• _Directions_
In the blog post below about money and happiness, why does the writer say more money would bring more happiness with the husband? Answer in one to three sentences.

• _Document segment_
---------------

Monday, July 30, 2007

Bucks

When someone like Oprah says that money can not buy you happiness I want to kick her in the teeth.

In a strictly literal sense she is correct. Money can not buy happiness. There is no “Happiness –R- Us” in my mall. No “Happy Outlet”. No “Happy by Design” store in my neighborhood. Not even an infomercial.

But I guarantee that if she had to choose between being unhappy with her ocean liners full of money, or happy with my, uh, very small mug of money, she’d continue to suffer through with the fleet.

I just know that more money would make me very much happier right now. Not with my kids. They make me deliriously happy and they are pretty cheap. No worries there. But it would make me happier with my husband, my house and my life.It would make me happier with my husband because he shares the burden of living paycheck to paycheck with me. He and I are on the same team, but it’s like we are on a big losing streak and we keep looking at each other saying “Do something. Fix it. We can’t keep living like this. We need a pinch-hitter! We need new uniforms! We need new tires on the team van! We need something to sit on in the dugout. We need to fertilize the outfield. And weed the infield. And the players are growing out of their shoes. And the coach needs new bras, again!”

It would make me happier with my house because despite its relative newness, all I seem to see in it are things I want to change, paint, decorate or replace. I know. I have bitched about the sofa from hell before. I won’t go on. But I just know that life would be much happier if I could ponder life’s little mysteries from a red leather sofa in a room with real window treatments and coordinating love seat and end tables, rather than sitting on a 20 year old sofa that creaks and groans, and has enough infant and bovine DNA seeped into its cushions to begin my own Clone Farm.

And I know it would make me happier with my life because life is not supposed to be about worrying this much. It is not supposed to be about juggling bills all month and constantly waiting for the ship to come in. (Oprah apparently has all the damn ships, including mine). It is not supposed to be about working this hard, and still having to use coupons and make do. It is not supposed to be about crying when I watch the news because there is so much need out there and we can’t squeeze another nickel out of our budget to DO anything about it. It is not about always being afraid of the next shoe dropping.

Things that money can buy that would make me very, very happy right now:New shoes, Coco Mademoiselle perfume, Half of the latest “Silhouettes” catalogue, new tires for the mini-van, about $4000 in landscaping, a few credit cards paid off, living and master bedroom furniture, this vacuum, an exercise bike, a little vacation, a nest egg. A real date with my husband, including a really nice dinner with wine, a movie, and coffee after. I dont want one of Oprah's ocean liners, but a little ride in the dinghy would be nice.

What happiness could money buy you right now?

---------------

Saved entries:
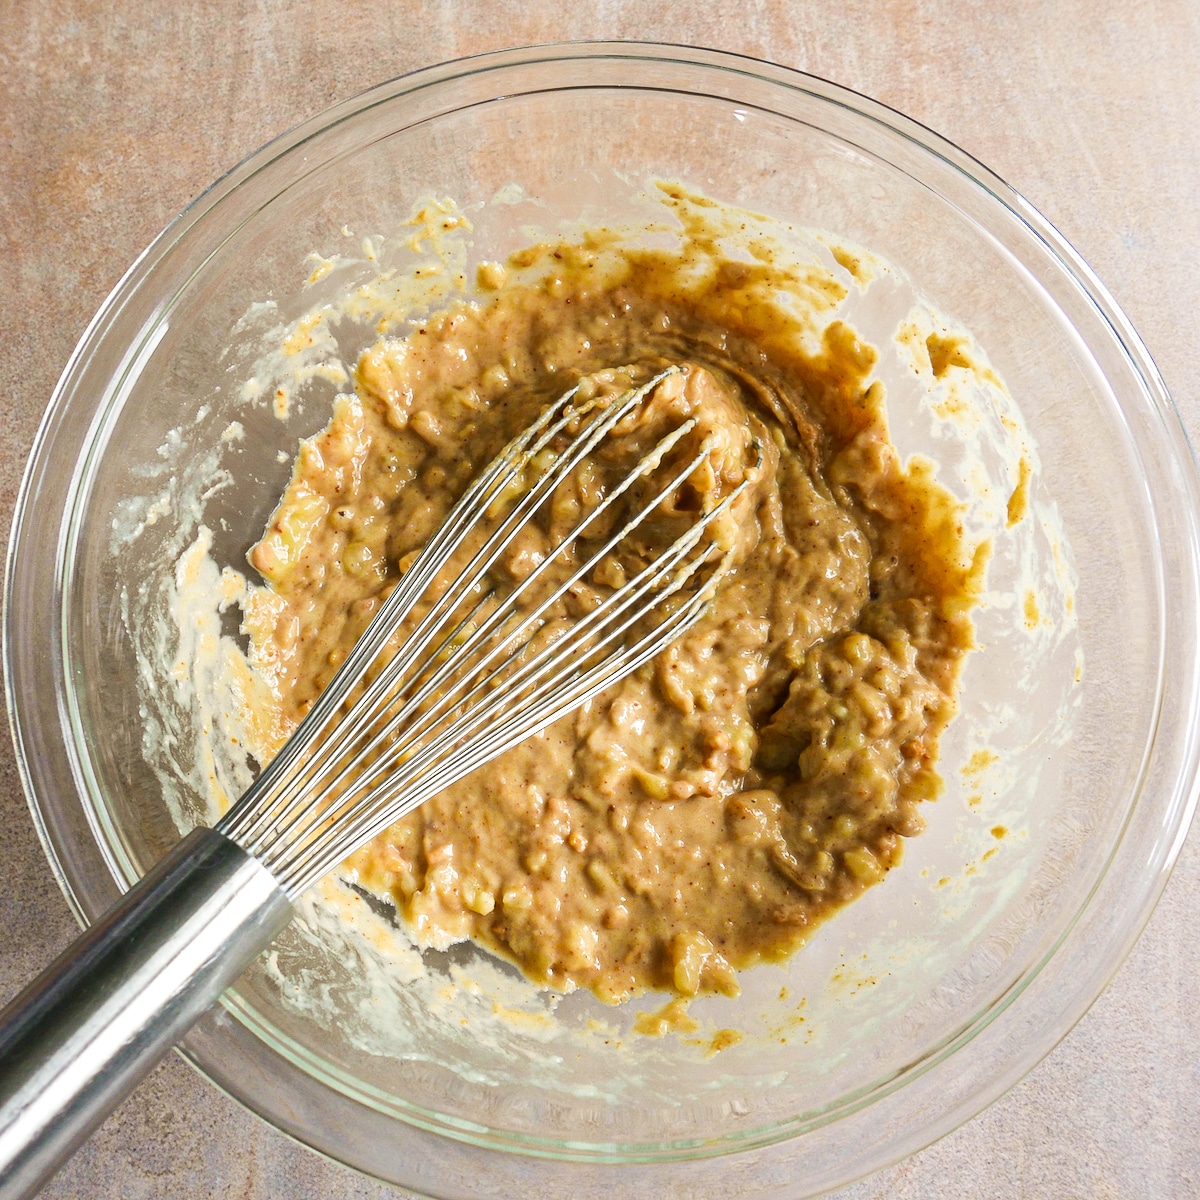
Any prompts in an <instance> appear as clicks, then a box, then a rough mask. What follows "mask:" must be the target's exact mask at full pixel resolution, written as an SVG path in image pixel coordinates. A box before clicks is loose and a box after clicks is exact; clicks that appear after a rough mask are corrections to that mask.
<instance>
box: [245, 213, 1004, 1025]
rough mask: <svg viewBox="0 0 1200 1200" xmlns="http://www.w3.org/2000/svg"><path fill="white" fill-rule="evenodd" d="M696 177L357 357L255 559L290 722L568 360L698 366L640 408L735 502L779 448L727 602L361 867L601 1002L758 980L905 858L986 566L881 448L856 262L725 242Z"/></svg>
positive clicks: (936, 776)
mask: <svg viewBox="0 0 1200 1200" xmlns="http://www.w3.org/2000/svg"><path fill="white" fill-rule="evenodd" d="M671 194H672V193H670V192H668V196H671ZM672 198H673V199H674V202H676V203H677V205H678V212H679V215H680V220H682V221H683V224H684V236H683V240H682V246H676V247H672V248H668V250H659V248H647V247H646V246H644V245H643V246H641V247H638V248H635V247H632V246H630V245H626V244H625V242H623V241H622V239H618V238H616V236H607V235H604V234H600V233H595V234H590V235H586V236H583V238H581V239H578V240H575V241H563V242H557V244H547V245H542V246H536V247H532V248H529V250H528V251H523V252H521V253H520V254H517V256H514V258H512V259H511V260H510V262H509V263H508V264H506V265H504V266H502V265H498V264H492V265H488V266H485V268H484V269H481V274H480V286H481V290H482V292H484V298H482V299H481V300H480V301H478V302H466V301H463V302H461V304H457V305H454V306H451V307H449V308H448V310H445V311H443V312H442V313H439V314H438V316H436V317H433V318H431V319H428V320H426V322H425V323H424V324H420V325H418V326H416V328H414V329H413V330H412V331H410V332H409V335H408V336H407V337H404V338H394V340H385V341H382V342H379V343H378V344H377V346H374V347H373V348H371V349H370V350H368V352H366V353H365V354H364V355H362V358H361V360H360V362H359V366H358V372H356V379H355V394H354V395H347V396H343V397H342V398H341V400H340V401H338V402H337V406H336V410H335V413H334V418H332V420H331V422H330V425H329V427H328V428H326V430H325V431H323V432H322V433H320V434H318V436H317V437H316V438H313V439H312V440H311V442H310V443H306V444H305V446H304V448H302V451H301V454H300V457H299V460H298V463H296V468H295V474H294V476H293V480H292V482H290V485H289V487H288V490H287V492H286V494H284V497H283V499H282V502H281V504H280V508H278V510H277V511H276V514H275V516H274V518H272V522H271V526H270V528H269V529H268V532H266V534H265V536H264V539H263V540H262V541H260V542H259V545H258V546H257V547H256V548H254V551H253V552H252V556H251V559H252V562H253V564H254V566H256V568H257V569H258V570H259V572H260V574H262V575H263V577H264V578H265V580H266V582H268V584H269V588H264V589H260V590H258V592H256V594H254V595H253V596H252V599H251V602H250V605H248V612H247V619H246V629H247V631H248V632H250V635H251V640H252V646H253V656H254V662H256V665H257V667H258V668H259V671H260V672H262V673H264V676H265V677H268V678H269V679H270V680H271V683H272V686H274V689H275V691H276V694H277V696H278V697H280V704H281V714H280V715H281V721H280V728H281V732H282V733H286V732H287V731H288V730H289V728H290V727H293V726H294V724H295V722H296V721H298V720H299V719H300V716H301V715H302V713H304V712H305V710H306V707H307V706H308V704H310V703H311V702H312V700H313V698H314V697H316V695H317V694H318V691H319V690H320V689H322V688H323V686H324V684H325V683H328V680H329V678H330V677H331V674H332V672H334V670H335V668H336V665H337V664H338V662H340V661H341V659H342V658H343V656H344V654H346V652H347V649H348V648H349V647H350V646H352V644H353V642H354V640H355V638H356V637H358V636H359V635H360V634H361V631H362V629H364V628H365V625H366V623H367V622H368V619H370V617H371V616H372V613H373V612H374V610H376V608H377V606H378V604H379V602H380V599H382V598H383V596H384V595H385V594H386V593H388V590H389V588H390V587H391V586H394V584H395V581H396V578H397V577H398V572H400V571H401V570H402V569H403V568H404V566H406V565H407V563H408V562H409V560H410V559H412V556H413V554H414V553H415V552H416V551H418V550H419V548H420V547H421V545H422V544H424V542H425V540H426V539H427V536H428V535H430V533H431V530H432V529H433V528H434V527H436V524H437V522H438V521H439V520H440V517H442V516H443V515H444V514H445V512H446V511H448V510H449V508H450V505H451V504H452V503H454V500H455V498H456V497H457V496H458V494H460V493H461V492H462V490H463V488H464V487H466V485H467V484H468V482H469V480H470V478H472V475H473V473H474V472H475V470H478V469H479V468H480V467H481V466H484V464H485V463H486V462H487V461H488V460H490V458H491V456H492V455H493V454H494V452H497V451H498V450H499V449H500V446H502V445H503V444H504V443H505V442H506V440H508V439H509V438H510V437H511V436H512V434H514V433H515V432H517V431H518V430H521V428H523V427H524V426H526V425H528V424H529V421H530V420H532V419H533V418H534V416H535V415H536V414H538V413H539V412H540V409H541V408H542V407H544V406H545V403H546V402H548V401H550V400H552V398H554V397H557V396H558V395H560V394H562V392H563V391H564V390H565V389H566V388H568V386H570V385H571V384H574V383H575V382H577V380H578V379H581V378H584V379H586V380H587V383H586V385H584V386H586V389H599V390H601V391H602V390H604V389H613V388H616V386H617V385H618V384H620V383H623V382H625V380H626V379H628V378H632V379H640V378H647V377H649V374H650V373H652V372H654V371H656V370H658V368H659V367H660V366H661V365H662V364H664V362H666V361H671V362H677V364H679V365H682V366H683V367H684V371H683V373H682V374H680V376H677V377H673V378H672V379H668V380H666V382H664V383H662V384H661V385H660V386H659V389H658V390H656V391H655V392H654V394H653V395H652V397H650V398H649V401H648V402H647V404H646V406H644V412H643V419H644V420H647V421H649V422H652V424H653V422H654V421H655V420H658V419H659V418H661V416H664V415H680V414H684V415H686V414H692V415H698V416H700V418H701V419H702V421H703V422H707V426H708V427H709V428H715V430H724V431H725V433H726V439H727V443H728V448H732V449H730V455H728V457H727V458H726V460H722V461H725V462H727V463H732V466H731V467H730V469H728V470H727V472H726V475H727V478H726V479H725V480H724V482H722V479H721V478H720V475H721V468H720V464H719V463H718V467H716V469H715V473H714V476H713V480H712V487H713V488H714V490H715V492H714V494H715V493H719V491H720V488H721V486H725V485H726V484H728V482H730V481H732V480H734V479H738V478H740V475H742V474H744V473H745V472H746V469H748V467H746V455H748V448H749V446H750V445H751V444H754V445H757V446H761V448H763V451H764V452H763V461H762V466H761V467H760V468H757V473H756V475H755V484H754V488H752V491H751V492H750V493H749V494H748V499H746V502H745V504H744V505H743V508H742V509H739V510H738V518H737V522H736V524H734V528H733V539H734V541H736V557H737V559H738V562H739V565H738V566H737V569H736V571H734V572H733V574H732V576H731V577H730V578H728V580H727V581H726V582H725V583H724V584H722V587H721V589H720V592H719V594H718V596H716V599H715V602H714V605H713V610H712V612H710V613H709V614H708V616H706V617H704V618H703V619H702V620H701V623H700V624H698V625H697V626H695V628H694V629H692V630H691V631H690V632H688V634H686V635H685V636H684V637H682V638H679V641H678V642H676V643H674V644H673V646H672V647H671V648H670V649H668V650H667V652H665V653H664V654H661V655H660V656H659V658H658V659H656V660H655V661H654V662H652V664H649V665H648V666H646V667H643V668H642V670H640V671H638V672H637V673H636V674H634V676H631V677H630V678H628V679H626V680H624V682H623V683H620V684H619V685H617V686H614V688H612V689H610V690H608V691H606V692H604V694H602V695H601V696H599V697H598V698H595V700H593V701H592V702H590V703H588V704H587V706H586V707H584V708H582V709H580V710H578V712H577V713H575V714H572V715H570V716H568V718H564V719H563V720H560V721H558V722H557V724H556V725H553V726H552V727H550V728H548V730H546V731H545V732H544V733H542V734H540V736H538V737H535V738H532V739H529V740H528V742H527V743H524V744H523V745H521V746H518V748H516V749H515V750H511V751H510V752H508V754H505V755H504V756H502V757H500V758H498V760H496V761H494V762H493V763H491V764H490V766H487V767H485V768H482V769H480V770H479V772H476V773H475V774H473V775H470V776H468V778H467V779H464V780H463V781H462V782H460V784H457V785H455V786H452V787H450V788H449V790H446V791H445V792H443V793H442V794H439V796H438V797H436V798H434V799H433V800H430V802H428V803H427V804H425V805H424V806H422V808H421V809H420V810H419V811H416V812H415V814H413V815H412V816H409V817H407V818H404V820H403V821H400V822H397V823H396V824H395V826H394V827H391V828H390V829H389V830H386V832H385V833H384V834H382V835H380V836H379V838H377V839H376V840H374V841H373V842H371V844H370V845H368V846H366V847H365V848H364V850H361V851H360V852H359V853H356V854H355V856H354V857H353V858H352V859H350V860H349V863H348V864H347V866H346V870H348V871H349V872H352V874H353V875H354V876H355V877H356V878H358V880H359V881H360V882H361V883H362V884H364V886H366V887H368V888H370V889H371V890H373V892H376V893H378V894H379V895H383V896H386V898H389V899H390V900H391V901H394V902H395V905H396V908H397V911H398V912H400V913H401V914H402V917H403V918H404V919H406V922H407V923H408V924H409V925H410V926H412V929H413V930H414V932H415V935H416V937H418V940H419V941H421V942H424V943H427V944H437V946H444V944H448V943H449V942H451V941H455V940H460V938H462V937H470V938H473V940H475V941H476V942H479V943H480V944H482V946H485V947H487V948H490V949H492V950H494V952H497V953H499V954H502V955H503V956H505V958H508V959H510V960H512V961H515V962H516V964H518V965H520V966H521V968H522V970H523V971H524V972H526V973H527V974H528V976H529V977H530V978H532V979H534V980H536V982H540V983H546V984H550V985H553V986H557V988H571V986H575V985H578V986H586V988H590V989H592V990H594V991H595V994H596V995H598V996H600V997H601V998H602V1000H606V1001H611V1002H618V1001H622V1000H624V998H626V997H629V996H630V995H634V994H636V992H638V991H641V990H644V989H648V988H658V989H666V990H670V991H677V992H679V994H682V995H685V996H691V995H696V994H701V992H706V991H722V992H726V994H736V992H737V990H738V984H737V978H736V972H737V970H739V968H742V967H745V966H749V965H751V964H754V962H756V961H762V960H764V959H778V958H781V956H784V955H787V954H790V953H792V952H793V950H794V949H796V948H797V947H798V946H800V944H802V943H803V942H804V941H805V938H806V937H809V936H810V934H811V931H812V929H814V928H815V926H816V925H817V924H818V923H820V922H821V920H823V919H824V918H827V917H828V916H829V914H830V913H833V912H834V911H835V910H838V908H839V907H841V906H842V905H845V904H847V902H850V901H851V900H853V899H854V896H857V895H858V894H859V893H862V892H863V890H864V889H865V888H868V887H870V886H871V884H872V883H876V882H878V881H880V880H881V878H882V877H883V875H884V874H886V872H887V871H888V869H889V868H892V866H894V865H895V864H896V862H898V860H899V857H900V846H901V839H904V838H906V836H912V835H914V834H917V833H919V832H920V829H922V828H923V822H922V817H920V815H919V804H920V802H922V800H925V799H929V798H931V797H932V796H934V794H935V793H936V791H937V787H938V779H937V775H936V772H935V769H934V763H935V757H936V752H937V739H938V734H940V733H941V731H942V730H943V727H944V726H946V724H947V721H948V720H949V718H950V716H952V715H953V712H954V707H955V701H954V694H955V685H956V679H958V674H959V670H960V665H961V660H962V656H964V654H965V652H966V650H967V648H968V647H970V644H971V623H970V617H968V612H970V607H971V605H972V602H973V599H974V596H976V594H977V590H978V577H979V574H980V565H979V563H977V562H972V559H971V557H970V556H967V554H965V548H964V545H962V532H961V528H960V526H959V521H958V509H956V506H955V504H954V502H953V500H952V498H950V497H949V494H948V493H947V492H946V491H944V490H943V488H942V487H941V486H940V485H937V484H936V482H935V481H934V479H932V476H931V470H930V469H929V468H928V467H922V466H920V464H913V466H910V467H907V468H905V466H904V464H901V462H900V461H899V457H898V455H896V452H895V450H894V449H893V446H892V444H890V442H889V438H888V433H887V426H886V419H884V410H883V395H882V386H881V385H880V384H878V383H874V384H872V383H871V382H870V374H871V368H872V365H874V361H875V353H874V350H872V349H871V348H870V347H869V346H866V344H864V343H862V342H860V341H859V340H858V338H857V337H856V335H854V332H853V330H852V329H850V328H848V326H847V325H845V324H844V323H841V322H838V320H834V322H832V323H827V324H826V325H824V326H822V325H821V324H820V323H818V322H815V320H814V319H812V313H814V312H815V311H821V310H828V307H830V306H832V305H833V304H835V302H836V301H838V300H839V299H840V298H841V294H844V290H845V289H844V288H842V284H841V283H839V282H838V281H836V280H835V278H834V277H833V275H832V274H824V275H822V272H821V271H818V270H816V269H814V270H811V271H809V272H806V274H804V275H803V276H798V275H797V274H796V271H794V269H792V268H785V266H782V265H779V264H778V263H776V262H774V260H773V258H772V256H770V254H769V253H766V252H762V253H760V254H758V256H757V257H755V254H754V253H751V254H750V256H748V257H746V260H743V259H742V258H738V259H731V258H730V257H728V256H727V254H726V252H725V251H724V250H722V248H721V247H720V246H719V245H718V242H716V240H715V239H714V236H713V235H712V224H710V220H712V218H710V216H708V215H706V210H704V208H703V205H697V204H695V203H694V202H692V200H690V199H689V198H686V197H684V196H683V194H682V193H674V194H673V196H672ZM722 220H726V218H725V217H722ZM814 330H816V331H817V332H816V335H814ZM617 366H628V367H629V371H628V372H624V373H618V374H614V373H613V371H612V368H613V367H617ZM647 414H648V415H647ZM601 467H602V464H601ZM601 467H598V469H596V470H594V472H592V473H590V474H589V473H588V472H587V470H584V472H583V473H577V474H576V476H575V478H572V480H571V486H570V487H566V488H560V490H559V493H558V494H557V496H556V499H554V504H553V505H552V510H551V512H550V514H548V515H547V517H546V520H544V521H542V522H541V524H536V526H532V527H530V528H529V529H528V530H527V533H526V534H524V535H523V536H522V538H521V539H520V540H518V542H517V545H516V546H515V547H514V550H512V551H511V552H510V553H509V554H508V556H506V558H505V562H504V563H503V564H502V566H503V570H504V571H506V572H508V574H509V576H510V577H511V578H520V577H521V575H522V572H527V571H528V570H529V568H530V564H532V563H534V562H536V560H539V556H541V554H544V553H545V552H546V548H547V545H550V544H551V541H552V540H553V539H554V538H556V535H557V532H558V529H559V528H565V523H566V522H569V521H571V520H572V518H574V517H575V516H576V515H577V514H578V512H581V511H583V510H584V509H586V508H587V506H588V505H592V504H595V503H596V500H598V498H599V496H601V494H604V490H605V487H606V486H607V485H606V476H605V474H604V470H602V469H601ZM734 468H736V469H734ZM616 570H617V571H618V575H619V568H616ZM619 582H620V578H619V577H617V576H607V577H600V578H595V580H593V581H590V583H589V586H590V587H593V588H595V589H600V590H602V589H605V588H607V587H612V586H616V584H618V583H619ZM578 602H580V604H582V605H586V604H587V602H588V598H587V596H581V598H580V600H578Z"/></svg>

---------------

• _Answer for this exercise_
Because the husband shares the burden of living paycheck to paycheck with the writer. The two are on the same team but feel caught in a long losing streak, each urging the other to do something and fix it.